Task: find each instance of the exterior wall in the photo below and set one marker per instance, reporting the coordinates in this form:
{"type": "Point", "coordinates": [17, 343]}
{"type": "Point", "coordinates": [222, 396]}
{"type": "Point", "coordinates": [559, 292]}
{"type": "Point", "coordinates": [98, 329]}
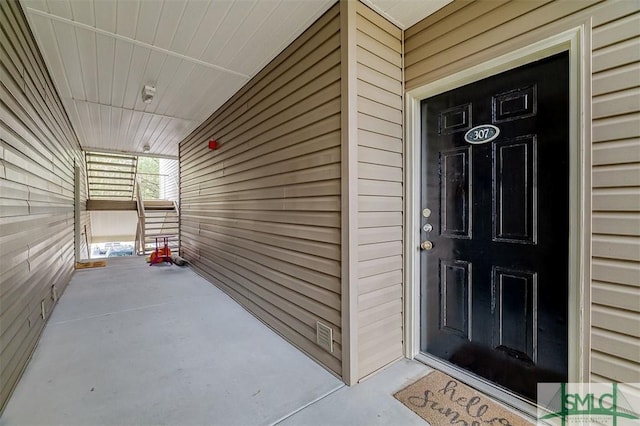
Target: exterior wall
{"type": "Point", "coordinates": [260, 216]}
{"type": "Point", "coordinates": [380, 190]}
{"type": "Point", "coordinates": [465, 34]}
{"type": "Point", "coordinates": [37, 153]}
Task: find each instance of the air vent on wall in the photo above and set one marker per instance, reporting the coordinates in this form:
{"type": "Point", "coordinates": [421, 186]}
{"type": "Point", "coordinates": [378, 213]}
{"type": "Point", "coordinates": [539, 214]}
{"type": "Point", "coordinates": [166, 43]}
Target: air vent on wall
{"type": "Point", "coordinates": [324, 336]}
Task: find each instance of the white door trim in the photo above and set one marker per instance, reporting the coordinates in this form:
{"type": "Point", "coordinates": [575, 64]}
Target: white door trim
{"type": "Point", "coordinates": [577, 42]}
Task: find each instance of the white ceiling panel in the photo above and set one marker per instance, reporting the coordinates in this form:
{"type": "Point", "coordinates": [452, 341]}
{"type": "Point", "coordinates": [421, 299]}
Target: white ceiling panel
{"type": "Point", "coordinates": [105, 15]}
{"type": "Point", "coordinates": [197, 54]}
{"type": "Point", "coordinates": [194, 13]}
{"type": "Point", "coordinates": [82, 11]}
{"type": "Point", "coordinates": [126, 17]}
{"type": "Point", "coordinates": [169, 19]}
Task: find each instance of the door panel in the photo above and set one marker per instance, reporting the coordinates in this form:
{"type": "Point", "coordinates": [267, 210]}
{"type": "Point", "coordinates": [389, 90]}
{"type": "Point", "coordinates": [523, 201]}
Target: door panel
{"type": "Point", "coordinates": [494, 282]}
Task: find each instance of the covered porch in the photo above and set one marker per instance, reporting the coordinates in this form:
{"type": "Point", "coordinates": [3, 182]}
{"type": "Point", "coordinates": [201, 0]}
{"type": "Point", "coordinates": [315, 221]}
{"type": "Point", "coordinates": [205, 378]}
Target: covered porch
{"type": "Point", "coordinates": [133, 344]}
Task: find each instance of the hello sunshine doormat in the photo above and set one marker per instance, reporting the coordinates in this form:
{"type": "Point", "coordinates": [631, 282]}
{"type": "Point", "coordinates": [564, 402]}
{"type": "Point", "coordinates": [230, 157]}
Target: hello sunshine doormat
{"type": "Point", "coordinates": [442, 400]}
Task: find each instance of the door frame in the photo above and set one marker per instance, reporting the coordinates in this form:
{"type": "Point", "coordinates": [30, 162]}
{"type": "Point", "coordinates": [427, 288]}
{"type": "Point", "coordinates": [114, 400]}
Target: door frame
{"type": "Point", "coordinates": [577, 42]}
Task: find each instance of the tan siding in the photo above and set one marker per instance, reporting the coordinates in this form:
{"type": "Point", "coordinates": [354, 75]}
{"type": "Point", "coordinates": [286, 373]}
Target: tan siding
{"type": "Point", "coordinates": [260, 216]}
{"type": "Point", "coordinates": [380, 190]}
{"type": "Point", "coordinates": [37, 153]}
{"type": "Point", "coordinates": [616, 226]}
{"type": "Point", "coordinates": [466, 34]}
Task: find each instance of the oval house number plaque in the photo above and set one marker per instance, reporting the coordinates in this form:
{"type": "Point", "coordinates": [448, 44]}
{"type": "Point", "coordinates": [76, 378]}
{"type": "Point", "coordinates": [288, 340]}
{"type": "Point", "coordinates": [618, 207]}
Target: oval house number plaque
{"type": "Point", "coordinates": [481, 134]}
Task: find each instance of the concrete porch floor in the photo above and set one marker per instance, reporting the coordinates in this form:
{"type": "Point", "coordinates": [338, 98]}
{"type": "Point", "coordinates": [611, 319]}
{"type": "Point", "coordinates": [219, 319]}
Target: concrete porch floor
{"type": "Point", "coordinates": [131, 344]}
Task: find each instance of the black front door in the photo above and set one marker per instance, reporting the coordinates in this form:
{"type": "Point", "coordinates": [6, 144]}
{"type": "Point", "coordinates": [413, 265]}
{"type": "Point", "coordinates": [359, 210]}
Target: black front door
{"type": "Point", "coordinates": [495, 226]}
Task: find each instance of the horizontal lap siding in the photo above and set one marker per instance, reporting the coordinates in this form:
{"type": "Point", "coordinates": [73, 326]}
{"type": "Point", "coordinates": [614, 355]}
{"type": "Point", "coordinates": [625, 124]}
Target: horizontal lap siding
{"type": "Point", "coordinates": [37, 153]}
{"type": "Point", "coordinates": [380, 190]}
{"type": "Point", "coordinates": [615, 338]}
{"type": "Point", "coordinates": [260, 216]}
{"type": "Point", "coordinates": [465, 34]}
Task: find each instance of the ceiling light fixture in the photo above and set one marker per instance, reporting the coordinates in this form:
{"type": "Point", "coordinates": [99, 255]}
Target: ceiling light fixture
{"type": "Point", "coordinates": [148, 92]}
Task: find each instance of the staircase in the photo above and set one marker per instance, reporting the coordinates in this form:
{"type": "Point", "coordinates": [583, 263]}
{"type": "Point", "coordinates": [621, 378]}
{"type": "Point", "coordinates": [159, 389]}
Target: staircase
{"type": "Point", "coordinates": [155, 218]}
{"type": "Point", "coordinates": [160, 218]}
{"type": "Point", "coordinates": [111, 176]}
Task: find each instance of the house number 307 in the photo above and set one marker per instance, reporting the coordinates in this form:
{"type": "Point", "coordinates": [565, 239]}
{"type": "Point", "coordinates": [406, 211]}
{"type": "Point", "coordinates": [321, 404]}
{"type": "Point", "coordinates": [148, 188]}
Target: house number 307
{"type": "Point", "coordinates": [482, 134]}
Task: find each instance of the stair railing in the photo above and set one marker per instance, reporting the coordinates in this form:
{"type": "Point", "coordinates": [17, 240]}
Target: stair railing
{"type": "Point", "coordinates": [140, 231]}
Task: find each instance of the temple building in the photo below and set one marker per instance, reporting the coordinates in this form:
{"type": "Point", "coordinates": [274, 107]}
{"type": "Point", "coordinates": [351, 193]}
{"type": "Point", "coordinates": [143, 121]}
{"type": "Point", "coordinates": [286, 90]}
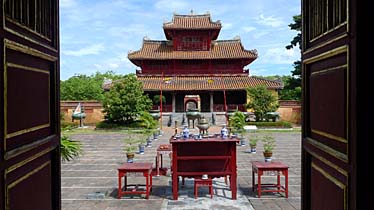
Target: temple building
{"type": "Point", "coordinates": [193, 69]}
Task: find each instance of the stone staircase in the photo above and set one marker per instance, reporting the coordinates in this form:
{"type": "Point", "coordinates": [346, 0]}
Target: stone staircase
{"type": "Point", "coordinates": [168, 119]}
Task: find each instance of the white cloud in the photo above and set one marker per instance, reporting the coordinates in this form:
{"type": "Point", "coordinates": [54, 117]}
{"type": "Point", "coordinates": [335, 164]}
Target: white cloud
{"type": "Point", "coordinates": [269, 21]}
{"type": "Point", "coordinates": [171, 6]}
{"type": "Point", "coordinates": [226, 26]}
{"type": "Point", "coordinates": [129, 30]}
{"type": "Point", "coordinates": [89, 50]}
{"type": "Point", "coordinates": [259, 35]}
{"type": "Point", "coordinates": [247, 29]}
{"type": "Point", "coordinates": [279, 56]}
{"type": "Point", "coordinates": [113, 65]}
{"type": "Point", "coordinates": [67, 3]}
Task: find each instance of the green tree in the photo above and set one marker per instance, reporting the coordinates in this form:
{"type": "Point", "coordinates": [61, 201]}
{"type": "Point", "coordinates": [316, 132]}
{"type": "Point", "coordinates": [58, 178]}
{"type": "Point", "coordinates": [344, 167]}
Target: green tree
{"type": "Point", "coordinates": [156, 99]}
{"type": "Point", "coordinates": [69, 149]}
{"type": "Point", "coordinates": [292, 85]}
{"type": "Point", "coordinates": [261, 100]}
{"type": "Point", "coordinates": [237, 122]}
{"type": "Point", "coordinates": [83, 87]}
{"type": "Point", "coordinates": [125, 100]}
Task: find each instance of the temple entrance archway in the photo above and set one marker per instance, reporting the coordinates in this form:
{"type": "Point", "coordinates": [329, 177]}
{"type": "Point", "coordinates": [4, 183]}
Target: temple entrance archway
==============================
→ **REQUIRED ACTION**: Copy every line in the data above that has the string "archway" in it.

→ **ANSWER SPACE**:
Task: find each instance of the temple entrance archway in the photo above and set one marker per instance, reporting the coordinates in this form:
Target: temple entrance archway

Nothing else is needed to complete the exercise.